» Übungsteile
a) Schreiben Sie aus dem Text zur Befestigung von Zirkonoxid die Stelle von „Die adhäsive und“ bis einschließlich „adhäsiv befestigt werden.“ wortgetreu ab.
b) Setzen Sie den Text zur Befestigung von Zirkonoxid im Anschluss an seinen letzten Satz fort.

» Textauszug
..............................
Die adhäsive und selbstadhäsive Befestigung von Zirkonoxidkeramik (3Y-, 4Y-, 5Y-TZP) hat ihre Berechtigung vor allem dann, wenn zum Beispiel im Frontzahnbereich eine hohe Transluzenz der Restauration erwünscht oder wenn eine geringe mechanische Retention gegeben ist und ein Retentionsverlust befürchtet werden muss. Inlay-Brücken und Adhäsivbrücken dürfen nur adhäsiv befestigt werden.
Aus Sicht der Retention ist die adhäsive Befestigung von Zirkonoxid angezeigt, wenn die Zahnpräparation von der Stumpfhöhe 4 mm und weniger entfernt und die Präparationsform relativ konisch ist (6 bis 15 Grad Konvergenzwinkel). Als Voraussetzung für die Haftwirkung muss die Restaurationsoberfläche modifiziert und aktiviert werden. Dies erfolgt durch Silikatisieren oder sanftes Korundstrahlen (≤50 µm, <1,0–2,5 bar). Dadurch wird die Retention von kurzen klinischen Kronen gesteigert.
..............................
Lokalisierungsdaten mit einem Punkt pro Instanz
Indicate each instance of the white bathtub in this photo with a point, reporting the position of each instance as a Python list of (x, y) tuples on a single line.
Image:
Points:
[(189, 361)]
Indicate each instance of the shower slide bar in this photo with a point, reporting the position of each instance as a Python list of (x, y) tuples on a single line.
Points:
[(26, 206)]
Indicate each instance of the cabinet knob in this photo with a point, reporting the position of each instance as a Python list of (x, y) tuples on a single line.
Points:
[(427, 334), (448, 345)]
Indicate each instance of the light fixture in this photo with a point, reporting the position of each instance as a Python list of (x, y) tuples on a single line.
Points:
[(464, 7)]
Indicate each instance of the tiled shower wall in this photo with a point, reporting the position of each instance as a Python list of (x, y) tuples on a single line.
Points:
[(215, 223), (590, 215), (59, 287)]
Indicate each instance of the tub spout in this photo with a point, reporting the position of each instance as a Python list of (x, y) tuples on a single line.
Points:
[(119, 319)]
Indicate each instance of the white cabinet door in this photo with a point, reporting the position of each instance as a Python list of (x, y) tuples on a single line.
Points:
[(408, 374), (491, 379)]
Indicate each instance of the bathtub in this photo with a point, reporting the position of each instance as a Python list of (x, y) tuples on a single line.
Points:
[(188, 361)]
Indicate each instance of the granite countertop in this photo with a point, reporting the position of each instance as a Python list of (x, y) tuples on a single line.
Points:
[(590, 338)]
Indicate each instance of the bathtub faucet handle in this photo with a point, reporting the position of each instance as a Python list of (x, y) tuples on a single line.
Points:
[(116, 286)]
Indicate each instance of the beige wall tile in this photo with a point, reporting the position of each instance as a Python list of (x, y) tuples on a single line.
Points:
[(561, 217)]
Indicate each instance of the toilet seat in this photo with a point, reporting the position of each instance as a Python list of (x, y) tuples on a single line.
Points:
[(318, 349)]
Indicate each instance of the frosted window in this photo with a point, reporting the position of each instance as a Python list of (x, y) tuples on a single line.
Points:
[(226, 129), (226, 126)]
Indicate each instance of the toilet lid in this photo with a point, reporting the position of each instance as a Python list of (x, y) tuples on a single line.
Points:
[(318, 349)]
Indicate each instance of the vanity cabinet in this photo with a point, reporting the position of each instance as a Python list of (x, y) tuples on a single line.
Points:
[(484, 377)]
..............................
» Lösungen
a)
Die adhäsive und selbstadhäsive Befestigung von Zirkonoxidkeramik (3Y-, 4Y-, 5Y-TZP) hat ihre Berechtigung vor allem dann, wenn zum Beispiel im Frontzahnbereich eine hohe Transluzenz der Restauration erwünscht oder wenn eine geringe mechanische Retention gegeben ist und ein Retentionsverlust befürchtet werden muss. Inlay-Brücken und Adhäsivbrücken dürfen nur adhäsiv befestigt werden.

b)
Die Zahnoberfläche wird mit einem Dentinadhäsiv vorbehandelt. Erst nach Applikation des Dentinadhäsivs wird das Befestigungskomposit und die Keramikrestauration inkorporiert. Bei der Befestigung mit selbstadhäsivem Komposit mit sauren Monomeren (zum Beispiel Calibra Universal, RelyX Universal) wird eine Klebewirkung ohne weitere Vorbehandlung der Zahnsubstanz erzielt.
Phosphatmonomer (MDP) als Bestandteil des Befestigungsmaterials (zum Beispiel Panavia 21) oder eines Primers/Adhäsivs (zum Beispiel Prime&Bond active, Monobond Plus) wirkt auf der Zirkonoxidkeramik adhäsiv. Die Zahnoberfläche muss mit einem Primer oder Adhäsiv vorbehandelt werden.
Das Abstrahlen von Dentinoberflächen mit Prophypearls bei nachfolgender, selbstätzender Befestigung reduziert die Haftung am Dentin. Das Abstrahlen bei diesem Vorgehen ist nicht zu empfehlen, weil die Carbonat-Partikel die Adhäsion zwischen Befestigungskomposit und Zahn verhindert. Reinigung nur mit Bimssteinpulver.
Befestigung von Zirkonoxid-Restaurationen (Workflow)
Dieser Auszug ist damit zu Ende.